Start of Records for the exercise
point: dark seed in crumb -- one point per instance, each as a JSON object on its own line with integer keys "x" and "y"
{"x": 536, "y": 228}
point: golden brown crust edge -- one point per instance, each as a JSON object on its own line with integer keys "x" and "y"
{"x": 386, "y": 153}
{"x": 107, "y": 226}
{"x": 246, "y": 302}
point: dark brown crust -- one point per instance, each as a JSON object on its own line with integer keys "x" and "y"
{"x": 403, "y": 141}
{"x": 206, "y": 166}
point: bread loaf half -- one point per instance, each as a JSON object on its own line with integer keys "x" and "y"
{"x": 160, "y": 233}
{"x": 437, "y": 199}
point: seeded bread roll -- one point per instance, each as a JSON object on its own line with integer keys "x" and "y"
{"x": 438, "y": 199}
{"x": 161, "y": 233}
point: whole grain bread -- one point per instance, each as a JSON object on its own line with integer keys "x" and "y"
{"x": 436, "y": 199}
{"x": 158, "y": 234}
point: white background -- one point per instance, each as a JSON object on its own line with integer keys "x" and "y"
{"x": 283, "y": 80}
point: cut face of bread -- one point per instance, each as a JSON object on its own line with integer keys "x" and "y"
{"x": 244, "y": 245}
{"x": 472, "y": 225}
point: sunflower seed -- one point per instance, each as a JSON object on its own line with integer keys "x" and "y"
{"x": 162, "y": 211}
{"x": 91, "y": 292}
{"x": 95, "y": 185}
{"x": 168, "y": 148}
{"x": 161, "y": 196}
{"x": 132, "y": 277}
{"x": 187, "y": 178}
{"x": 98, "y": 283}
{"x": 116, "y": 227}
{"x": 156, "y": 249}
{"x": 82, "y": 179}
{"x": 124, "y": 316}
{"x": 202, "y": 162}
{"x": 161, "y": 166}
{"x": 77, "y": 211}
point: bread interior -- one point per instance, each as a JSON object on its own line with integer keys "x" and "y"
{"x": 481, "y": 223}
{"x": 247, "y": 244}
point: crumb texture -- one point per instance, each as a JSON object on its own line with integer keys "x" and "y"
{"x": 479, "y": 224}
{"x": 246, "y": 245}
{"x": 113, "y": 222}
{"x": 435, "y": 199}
End of Records for the exercise
#### Task objective:
Reproduce each entry above exactly, keeping every character.

#### Task response:
point: dark seed in crumb -- one point per instance, each as a JSON object on its own line with integer keys "x" and "y"
{"x": 536, "y": 228}
point: golden brown crust edge -- one point per instance, each as a JSON object on its own line with integer keys "x" and "y"
{"x": 386, "y": 153}
{"x": 107, "y": 226}
{"x": 246, "y": 302}
point: dark brown crust -- one point per instance, each as a JSON object on its own line with integer keys "x" and "y"
{"x": 403, "y": 141}
{"x": 206, "y": 166}
point: bread loaf half -- one point per instance, each as a JSON object on its own line with integer keys "x" and "y"
{"x": 160, "y": 233}
{"x": 437, "y": 199}
point: seeded bread roll -- one point per instance, each as a JSON object on its own line with integer keys "x" and "y"
{"x": 438, "y": 199}
{"x": 161, "y": 233}
point: whole grain bread -- one point per instance, each as a JSON object on its own line with integer keys "x" and "y"
{"x": 436, "y": 199}
{"x": 158, "y": 234}
point: white background -- one point per instance, each as a JSON object on its own line with integer keys "x" and "y"
{"x": 283, "y": 80}
point: cut face of bread -- one point per instance, each as a JSON object on its own line with integer keys "x" and "y"
{"x": 244, "y": 245}
{"x": 472, "y": 225}
point: sunflower seed -- one point per instance, each as a JSON object on its own line with integer keys "x" and "y"
{"x": 162, "y": 211}
{"x": 91, "y": 292}
{"x": 95, "y": 185}
{"x": 168, "y": 148}
{"x": 161, "y": 196}
{"x": 132, "y": 277}
{"x": 187, "y": 178}
{"x": 98, "y": 283}
{"x": 116, "y": 227}
{"x": 156, "y": 249}
{"x": 82, "y": 179}
{"x": 124, "y": 316}
{"x": 202, "y": 162}
{"x": 161, "y": 166}
{"x": 77, "y": 211}
point: bread interior -- one point per instance, each as a JSON object on its own line with integer keys "x" and "y"
{"x": 481, "y": 223}
{"x": 247, "y": 244}
point: crumb texture -- one point per instance, each as a JSON object on its own line with integer keys "x" and "y"
{"x": 479, "y": 224}
{"x": 246, "y": 245}
{"x": 113, "y": 222}
{"x": 435, "y": 199}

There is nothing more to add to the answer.